── Text to read ──

Where We At? A series of honest conversations about the scene's current state of health. The highs, the lows, the inconvenient truths.
Uncle Dugs represents many roles. To Rinse FM listeners he’s a broadcaster whose voice kickstarts the weekend every Friday morning with his #RCFF shows. To the ravers he’s plays the consummate wayward uncle who gave you your first ciggie, liberally dishing out foundation bangers and getting you hooked on the history without apology.
Between these roles he’s also been a promoter for many years and has been involved in all kinds of shindigs from old school illegal warehouse bashes to massive Jungle Fever raves. More recently he and his wife Sarah have been responsible for the cult Vibena and Ribena jungle events. Dedicated to the roots of rave – especially the years 93 – 95 – their events have developed a faithful following who have become family to them over the years. Family who they sorely missed during the times we couldn’t rave.
Highly active in the industry’s fight to be acknowledged by the government as an essential UK cultural asset that needs to support, Dugs was an honest and vital voice during some of the most challenging times the dance scene has ever known.
Thankfully those challenges seem like a distant memory but with attendance numbers not quite hitting what they were, a heavy saturation of festivals each weekend, the cost of living rocketing and the landscape changing at a rapid pace, we’re nowhere near easy street. 1 More Thing called him up for his take on the current state of scene health.

───

Stated exercise 1: Transcribe the introduction to Uncle Dugs from "Uncle Dugs represents" up to and including "history without apology.".
Stated exercise 2:
Answer these questions from the introduction to Uncle Dugs:
(a) On which morning of the week does his Rinse FM show air?
(b) Which years are the Vibena and Ribena events especially dedicated to?
(c) Who runs those events with him?
Stated exercise 3: Write the next part of the introduction to Uncle Dugs, picking up after its final sentence.

── Data provided ──

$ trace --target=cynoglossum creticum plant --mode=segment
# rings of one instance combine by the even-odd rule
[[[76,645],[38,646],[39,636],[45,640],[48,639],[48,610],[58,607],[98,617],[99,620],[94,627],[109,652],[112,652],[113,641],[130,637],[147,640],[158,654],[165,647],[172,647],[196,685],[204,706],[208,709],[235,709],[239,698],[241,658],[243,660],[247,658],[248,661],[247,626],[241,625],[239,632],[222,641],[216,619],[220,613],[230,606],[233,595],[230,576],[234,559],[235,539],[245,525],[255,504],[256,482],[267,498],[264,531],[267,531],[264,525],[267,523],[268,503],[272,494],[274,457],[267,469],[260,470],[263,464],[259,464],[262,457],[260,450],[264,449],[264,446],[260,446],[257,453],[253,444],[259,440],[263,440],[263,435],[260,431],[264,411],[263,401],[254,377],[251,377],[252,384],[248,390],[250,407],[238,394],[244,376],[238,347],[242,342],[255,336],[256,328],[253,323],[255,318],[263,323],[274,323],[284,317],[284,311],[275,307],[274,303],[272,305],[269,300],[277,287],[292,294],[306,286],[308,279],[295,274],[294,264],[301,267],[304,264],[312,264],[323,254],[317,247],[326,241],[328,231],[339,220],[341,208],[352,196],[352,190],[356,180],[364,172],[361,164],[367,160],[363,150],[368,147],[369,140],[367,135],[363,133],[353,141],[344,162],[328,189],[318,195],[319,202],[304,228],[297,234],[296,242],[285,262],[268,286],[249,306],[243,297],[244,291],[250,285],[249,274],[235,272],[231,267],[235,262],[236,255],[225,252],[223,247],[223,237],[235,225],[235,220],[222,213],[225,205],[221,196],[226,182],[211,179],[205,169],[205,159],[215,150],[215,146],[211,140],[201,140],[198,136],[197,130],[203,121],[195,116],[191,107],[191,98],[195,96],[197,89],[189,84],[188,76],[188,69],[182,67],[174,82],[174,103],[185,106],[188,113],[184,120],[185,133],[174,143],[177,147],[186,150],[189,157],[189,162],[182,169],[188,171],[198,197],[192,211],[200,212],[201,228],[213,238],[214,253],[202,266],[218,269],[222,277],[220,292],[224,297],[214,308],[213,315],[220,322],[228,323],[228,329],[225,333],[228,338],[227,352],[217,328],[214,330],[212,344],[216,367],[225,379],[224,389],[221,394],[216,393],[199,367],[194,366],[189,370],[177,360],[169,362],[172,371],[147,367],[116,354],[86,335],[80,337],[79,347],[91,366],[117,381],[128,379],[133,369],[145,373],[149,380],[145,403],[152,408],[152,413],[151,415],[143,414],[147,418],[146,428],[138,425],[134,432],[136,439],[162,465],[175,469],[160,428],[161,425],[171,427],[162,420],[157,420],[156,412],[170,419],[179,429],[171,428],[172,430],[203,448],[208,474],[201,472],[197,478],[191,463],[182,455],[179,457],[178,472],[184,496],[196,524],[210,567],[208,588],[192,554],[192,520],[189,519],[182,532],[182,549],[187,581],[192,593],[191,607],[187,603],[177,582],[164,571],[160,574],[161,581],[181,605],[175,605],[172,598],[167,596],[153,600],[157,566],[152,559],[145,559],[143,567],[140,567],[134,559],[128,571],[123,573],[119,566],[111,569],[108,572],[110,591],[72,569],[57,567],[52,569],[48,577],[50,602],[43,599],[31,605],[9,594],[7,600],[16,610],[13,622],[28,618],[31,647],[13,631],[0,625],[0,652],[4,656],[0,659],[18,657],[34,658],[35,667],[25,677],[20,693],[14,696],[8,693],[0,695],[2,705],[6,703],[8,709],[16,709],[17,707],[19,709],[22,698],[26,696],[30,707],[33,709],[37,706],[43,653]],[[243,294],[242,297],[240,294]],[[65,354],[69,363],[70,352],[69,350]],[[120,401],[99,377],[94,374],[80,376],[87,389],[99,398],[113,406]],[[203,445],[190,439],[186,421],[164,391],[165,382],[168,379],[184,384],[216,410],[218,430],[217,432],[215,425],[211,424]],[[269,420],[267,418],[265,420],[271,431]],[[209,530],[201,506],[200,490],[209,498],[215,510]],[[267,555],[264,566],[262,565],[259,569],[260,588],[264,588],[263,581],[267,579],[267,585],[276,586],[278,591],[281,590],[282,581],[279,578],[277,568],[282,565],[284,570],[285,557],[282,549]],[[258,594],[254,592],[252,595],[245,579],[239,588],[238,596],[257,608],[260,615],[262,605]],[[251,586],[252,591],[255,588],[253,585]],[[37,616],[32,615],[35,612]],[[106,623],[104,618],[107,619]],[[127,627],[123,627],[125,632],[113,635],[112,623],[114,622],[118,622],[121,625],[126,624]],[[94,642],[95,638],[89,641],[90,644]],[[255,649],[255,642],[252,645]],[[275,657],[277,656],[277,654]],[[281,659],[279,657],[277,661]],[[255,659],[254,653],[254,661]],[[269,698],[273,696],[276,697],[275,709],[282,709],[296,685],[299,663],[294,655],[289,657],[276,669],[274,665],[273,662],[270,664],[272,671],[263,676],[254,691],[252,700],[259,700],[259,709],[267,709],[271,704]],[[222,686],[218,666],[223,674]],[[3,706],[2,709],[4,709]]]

───

Reply 1:
Uncle Dugs represents many roles. To Rinse FM listeners he’s a broadcaster whose voice kickstarts the weekend every Friday morning with his #RCFF shows. To the ravers he’s plays the consummate wayward uncle who gave you your first ciggie, liberally dishing out foundation bangers and getting you hooked on the history without apology.

Reply 2:
(a) Friday morning
(b) 93–95
(c) His wife, Sarah

Reply 3:
“Right now I’m looking at the sky now saying thanks!” smiles Dugs who’s very much in DJ mode this summer. His promoter cap is tucked away temporarily for a few weeks but it’ll be back on in September for the next Vibena boat party. Looking even further ahead, he’s part of the team promoting the first Jungle Weekender in Amsterdam next March, alongside heavyweights Junglemania, A.W.O.L and Rompa’s Reggae Shack. Right now, though, like all of us, he’s just looking forward to the weekends.
“I’m out every week – some weekends I’ve got one gig, some weekends I’ve got six. I’m enjoying things and appreciating them. Years before I was too busy thinking, ‘What’s on next?’ or ‘How can I make this better?’ Really I should have been like, ‘Look mate, you’ve done it! You’re playing your favourite music to people and they’re dancing. You’ve done it!’ After what we’ve been through, I think it’s really important to do that.”
Reflective, appreciative but always keeping his eye on the game and frank about what’s happening… Fresh from tearing up Dubtendo for 1 More Thing at Boomtown last weekend, this is where Uncle Dugs is at in August 2022.
How are things from your perspective as a DJ and a promoter?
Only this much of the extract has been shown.